Problem set:
1 > From the excerpt on parental obligations, reproduce the stretch from "That is to say, there" through "cannot be enforced." word for word.
2 > Answer these questions about the excerpt on parental obligations:
(a) In what year was Wendy McElroy's blog post written?
(b) According to the quoted passage, who has the same right to intervene when a parent violently aggresses against a child?
(c) Until when does the quoted passage say an agreement with the infant is not possible?
3 > List every person named in the excerpt on parental obligations.

Text excerpt:
########

By Steve Horwtiz
Murray Rothbard famously argued that parents have the right to neglect or abandon their children because they have acquired no obligation to care for them. In my forthcoming book, I take on Rothbard’s specific argument, but this way of viewing things unfortunately lives on among other libertarians. A good example of this kind of misguided thinking about children’s and parental rights is this passage from a 2012 blog post by Wendy McElroy, even as she tries to avoid earlier in the post the very conclusion Rothbard comes to:
As a legal matter, neglect and cruelty present a problem. Common decency rebels against abusing an infant, even non-violently. But the fact remains that the bad treatment is non-violent. If a parent does violently aggress against a child, then it is criminal matter and a 3rd party has the same right to intervene on the child’s behalf as on the behalf of someone being mugged in an alley.
That is to say, there is no positive obligation that legally forces a parent to provide sustenance or shelter. Only if the parent has entered into an agreement with the infant can such positive obligations be enforced. But, clearly, until the infant reaches the age of consent, an agreement with it is not possible. Positive obligations cannot be enforced.

########

Data for analysis:
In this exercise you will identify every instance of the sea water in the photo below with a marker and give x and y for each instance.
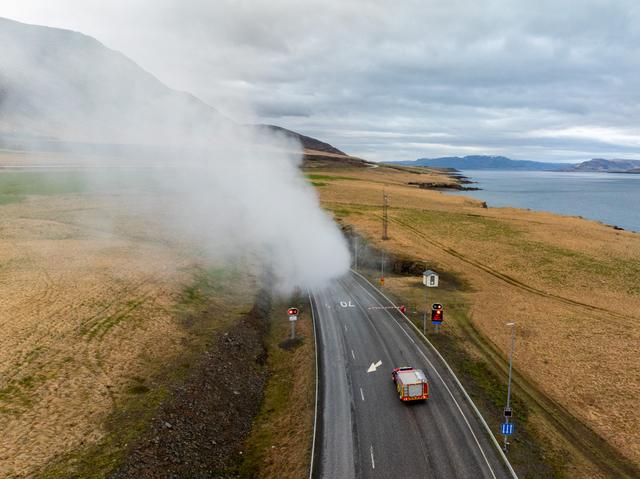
(611, 198)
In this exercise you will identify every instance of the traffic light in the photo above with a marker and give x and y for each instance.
(437, 313)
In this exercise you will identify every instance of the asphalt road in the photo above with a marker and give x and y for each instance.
(363, 429)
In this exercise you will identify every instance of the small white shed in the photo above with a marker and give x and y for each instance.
(430, 279)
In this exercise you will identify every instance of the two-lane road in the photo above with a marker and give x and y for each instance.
(364, 430)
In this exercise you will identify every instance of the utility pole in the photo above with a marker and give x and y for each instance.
(385, 215)
(507, 410)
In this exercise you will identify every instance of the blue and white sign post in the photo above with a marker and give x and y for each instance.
(508, 427)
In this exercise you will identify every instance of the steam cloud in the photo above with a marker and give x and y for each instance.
(239, 190)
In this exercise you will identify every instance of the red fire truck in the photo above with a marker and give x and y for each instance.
(411, 384)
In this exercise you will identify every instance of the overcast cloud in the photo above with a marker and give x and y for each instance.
(546, 80)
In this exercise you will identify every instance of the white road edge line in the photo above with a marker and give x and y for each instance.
(486, 460)
(373, 462)
(315, 412)
(464, 391)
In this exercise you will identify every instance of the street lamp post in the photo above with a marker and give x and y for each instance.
(355, 250)
(426, 307)
(507, 409)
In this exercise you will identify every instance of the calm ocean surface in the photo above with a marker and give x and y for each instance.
(612, 198)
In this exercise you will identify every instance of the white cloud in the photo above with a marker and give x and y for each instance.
(487, 73)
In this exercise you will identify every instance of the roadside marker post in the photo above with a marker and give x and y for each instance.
(293, 317)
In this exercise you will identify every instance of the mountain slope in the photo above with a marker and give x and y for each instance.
(61, 84)
(482, 162)
(307, 142)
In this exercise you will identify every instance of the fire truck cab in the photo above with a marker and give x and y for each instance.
(411, 384)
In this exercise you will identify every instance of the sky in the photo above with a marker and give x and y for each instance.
(386, 80)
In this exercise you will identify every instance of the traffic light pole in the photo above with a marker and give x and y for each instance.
(508, 408)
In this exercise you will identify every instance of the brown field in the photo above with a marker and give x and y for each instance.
(571, 285)
(91, 312)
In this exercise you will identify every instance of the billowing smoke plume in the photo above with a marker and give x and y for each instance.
(231, 189)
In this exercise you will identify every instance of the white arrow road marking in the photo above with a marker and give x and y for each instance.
(374, 366)
(373, 462)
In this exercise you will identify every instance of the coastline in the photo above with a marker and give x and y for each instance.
(521, 194)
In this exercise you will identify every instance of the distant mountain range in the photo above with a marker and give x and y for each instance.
(609, 166)
(485, 162)
(307, 142)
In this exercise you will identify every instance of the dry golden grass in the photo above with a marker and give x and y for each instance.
(572, 286)
(87, 297)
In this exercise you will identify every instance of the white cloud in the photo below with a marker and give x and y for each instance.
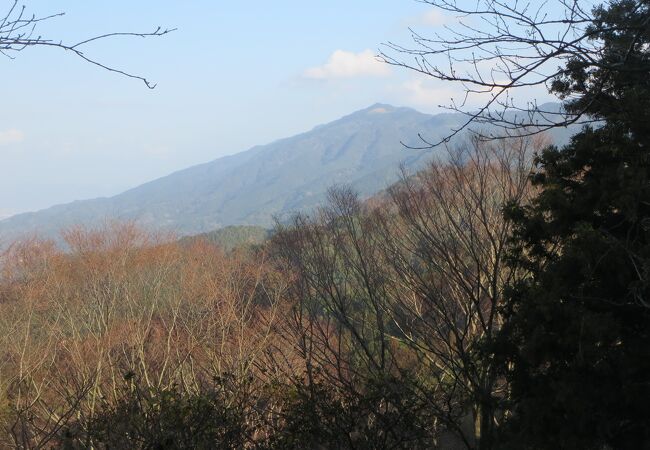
(434, 18)
(423, 92)
(344, 64)
(11, 136)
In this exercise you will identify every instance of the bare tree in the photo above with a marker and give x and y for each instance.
(409, 287)
(19, 31)
(495, 48)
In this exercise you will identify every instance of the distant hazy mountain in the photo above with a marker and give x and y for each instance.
(362, 149)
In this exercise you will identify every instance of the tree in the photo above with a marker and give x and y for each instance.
(496, 49)
(18, 31)
(576, 344)
(392, 301)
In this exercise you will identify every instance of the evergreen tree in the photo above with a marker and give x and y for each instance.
(576, 345)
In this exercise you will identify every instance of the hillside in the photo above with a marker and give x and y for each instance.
(251, 188)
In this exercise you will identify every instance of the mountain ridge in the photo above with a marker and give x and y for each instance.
(361, 149)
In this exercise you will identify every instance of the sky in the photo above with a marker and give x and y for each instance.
(233, 75)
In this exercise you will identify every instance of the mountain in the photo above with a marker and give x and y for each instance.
(232, 237)
(362, 150)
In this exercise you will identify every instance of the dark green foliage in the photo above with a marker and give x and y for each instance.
(169, 418)
(384, 414)
(576, 346)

########

Expected responses:
1 >
That is to say, there is no positive obligation that legally forces a parent to provide sustenance or shelter. Only if the parent has entered into an agreement with the infant can such positive obligations be enforced. But, clearly, until the infant reaches the age of consent, an agreement with it is not possible. Positive obligations cannot be enforced.

2 >
(a) 2012
(b) A 3rd party
(c) Until the infant reaches the age of consent

3 >
Steve Horwtiz
Murray Rothbard
Wendy McElroy